→ **What the task requires**: Reproduce every one of the following items verbatim, without altering any line.
::::::::
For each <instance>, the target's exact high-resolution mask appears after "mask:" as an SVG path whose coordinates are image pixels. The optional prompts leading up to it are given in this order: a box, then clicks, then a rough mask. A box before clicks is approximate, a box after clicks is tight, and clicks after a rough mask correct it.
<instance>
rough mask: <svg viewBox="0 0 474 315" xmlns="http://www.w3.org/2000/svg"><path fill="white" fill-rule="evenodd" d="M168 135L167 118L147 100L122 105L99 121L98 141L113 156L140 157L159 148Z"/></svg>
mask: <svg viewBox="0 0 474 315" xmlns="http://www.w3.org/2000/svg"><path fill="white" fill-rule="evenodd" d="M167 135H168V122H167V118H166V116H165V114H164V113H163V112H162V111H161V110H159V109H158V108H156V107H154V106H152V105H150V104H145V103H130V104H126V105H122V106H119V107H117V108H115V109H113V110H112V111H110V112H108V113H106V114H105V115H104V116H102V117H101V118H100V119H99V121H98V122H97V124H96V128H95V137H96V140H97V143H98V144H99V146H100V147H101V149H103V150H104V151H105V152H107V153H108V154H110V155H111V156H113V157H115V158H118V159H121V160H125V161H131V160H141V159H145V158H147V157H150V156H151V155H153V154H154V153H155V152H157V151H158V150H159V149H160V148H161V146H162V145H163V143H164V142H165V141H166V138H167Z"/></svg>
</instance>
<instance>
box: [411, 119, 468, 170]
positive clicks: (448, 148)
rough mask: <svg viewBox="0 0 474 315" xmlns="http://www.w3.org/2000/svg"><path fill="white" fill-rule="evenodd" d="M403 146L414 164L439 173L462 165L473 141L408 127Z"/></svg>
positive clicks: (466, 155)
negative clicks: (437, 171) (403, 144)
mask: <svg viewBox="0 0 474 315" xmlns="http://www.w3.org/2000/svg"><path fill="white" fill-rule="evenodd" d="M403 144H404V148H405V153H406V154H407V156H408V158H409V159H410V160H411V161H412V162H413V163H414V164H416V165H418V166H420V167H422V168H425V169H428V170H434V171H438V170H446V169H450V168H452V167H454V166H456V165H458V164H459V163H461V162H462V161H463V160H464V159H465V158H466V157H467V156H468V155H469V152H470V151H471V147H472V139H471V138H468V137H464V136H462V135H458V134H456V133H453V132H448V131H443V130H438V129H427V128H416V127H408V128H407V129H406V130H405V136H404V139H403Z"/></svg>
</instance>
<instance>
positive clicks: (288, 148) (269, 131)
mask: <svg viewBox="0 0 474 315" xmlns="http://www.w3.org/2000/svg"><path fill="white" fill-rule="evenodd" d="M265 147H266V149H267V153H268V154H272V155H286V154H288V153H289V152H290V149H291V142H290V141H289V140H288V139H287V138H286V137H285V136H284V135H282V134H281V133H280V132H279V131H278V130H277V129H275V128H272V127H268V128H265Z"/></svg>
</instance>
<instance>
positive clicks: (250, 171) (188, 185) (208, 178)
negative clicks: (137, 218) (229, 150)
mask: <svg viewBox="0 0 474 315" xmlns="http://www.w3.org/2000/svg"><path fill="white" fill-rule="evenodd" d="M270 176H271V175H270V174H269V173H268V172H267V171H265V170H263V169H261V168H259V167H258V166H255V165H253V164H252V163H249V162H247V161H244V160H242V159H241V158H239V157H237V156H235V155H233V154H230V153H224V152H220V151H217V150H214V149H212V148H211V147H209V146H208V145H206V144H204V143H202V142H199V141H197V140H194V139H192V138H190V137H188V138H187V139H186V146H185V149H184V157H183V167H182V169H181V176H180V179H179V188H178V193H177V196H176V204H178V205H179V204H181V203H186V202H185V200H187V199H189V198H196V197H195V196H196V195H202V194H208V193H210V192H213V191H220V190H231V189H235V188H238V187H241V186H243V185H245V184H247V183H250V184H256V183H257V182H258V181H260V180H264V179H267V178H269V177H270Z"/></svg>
::::::::
→ **Answer to this problem**:
For each <instance>, the target's exact high-resolution mask appears after "mask:" as an SVG path whose coordinates are image pixels. The optional prompts leading up to it are given in this order: a box, then clicks, then a rough mask. A box before clicks is approximate, a box after clicks is tight, and clicks after a rough mask correct it.
<instance>
rough mask: <svg viewBox="0 0 474 315" xmlns="http://www.w3.org/2000/svg"><path fill="white" fill-rule="evenodd" d="M168 135L167 118L147 100L122 105L99 121L98 141L113 156L140 157L159 148Z"/></svg>
mask: <svg viewBox="0 0 474 315" xmlns="http://www.w3.org/2000/svg"><path fill="white" fill-rule="evenodd" d="M167 135H168V122H167V118H166V116H165V114H164V113H163V112H162V111H161V110H159V109H158V108H156V107H154V106H152V105H150V104H145V103H130V104H126V105H122V106H119V107H117V108H115V109H113V110H112V111H110V112H108V113H106V114H105V115H104V116H102V117H101V118H100V119H99V121H98V122H97V124H96V128H95V137H96V140H97V143H98V144H99V146H100V147H101V149H103V150H104V151H105V152H107V153H108V154H110V155H111V156H113V157H115V158H118V159H121V160H125V161H131V160H141V159H145V158H147V157H150V156H151V155H153V154H154V153H155V152H157V151H158V150H159V149H160V148H161V146H162V145H163V143H164V142H165V141H166V138H167Z"/></svg>
</instance>
<instance>
box: [411, 119, 468, 170]
positive clicks: (448, 148)
rough mask: <svg viewBox="0 0 474 315" xmlns="http://www.w3.org/2000/svg"><path fill="white" fill-rule="evenodd" d="M403 146L414 164L439 173L462 165L473 141L408 127Z"/></svg>
positive clicks: (466, 155)
negative clicks: (437, 171) (403, 144)
mask: <svg viewBox="0 0 474 315" xmlns="http://www.w3.org/2000/svg"><path fill="white" fill-rule="evenodd" d="M403 144H404V148H405V153H406V154H407V156H408V158H409V159H410V160H411V161H412V162H413V163H414V164H416V165H418V166H420V167H422V168H425V169H428V170H434V171H438V170H446V169H450V168H452V167H454V166H456V165H458V164H459V163H461V162H462V161H463V160H464V159H465V158H466V157H467V156H468V155H469V152H470V151H471V147H472V139H471V138H468V137H464V136H462V135H458V134H456V133H453V132H448V131H443V130H438V129H427V128H416V127H408V128H407V129H406V130H405V136H404V139H403Z"/></svg>
</instance>
<instance>
positive clicks: (288, 148) (269, 131)
mask: <svg viewBox="0 0 474 315" xmlns="http://www.w3.org/2000/svg"><path fill="white" fill-rule="evenodd" d="M265 147H266V149H267V153H268V154H272V155H286V154H288V153H289V152H290V149H291V142H290V141H289V140H288V139H287V138H286V137H285V136H284V135H282V134H281V133H280V132H279V131H278V130H277V129H275V128H272V127H268V128H265Z"/></svg>
</instance>
<instance>
positive clicks: (250, 171) (188, 185) (208, 178)
negative clicks: (137, 218) (229, 150)
mask: <svg viewBox="0 0 474 315" xmlns="http://www.w3.org/2000/svg"><path fill="white" fill-rule="evenodd" d="M270 176H271V175H270V174H269V173H268V172H267V171H265V170H263V169H261V168H259V167H258V166H255V165H253V164H252V163H249V162H247V161H244V160H242V159H241V158H239V157H237V156H235V155H233V154H230V153H224V152H220V151H217V150H214V149H212V148H211V147H209V146H208V145H206V144H204V143H202V142H199V141H197V140H194V139H192V138H190V137H188V138H187V139H186V146H185V149H184V157H183V167H182V169H181V176H180V179H179V188H178V193H177V196H176V204H178V205H179V204H181V203H186V202H185V200H187V199H189V198H196V197H195V196H196V195H202V194H208V193H210V192H213V191H220V190H231V189H235V188H238V187H241V186H243V185H245V184H247V183H250V184H256V183H257V182H258V181H260V180H264V179H267V178H269V177H270Z"/></svg>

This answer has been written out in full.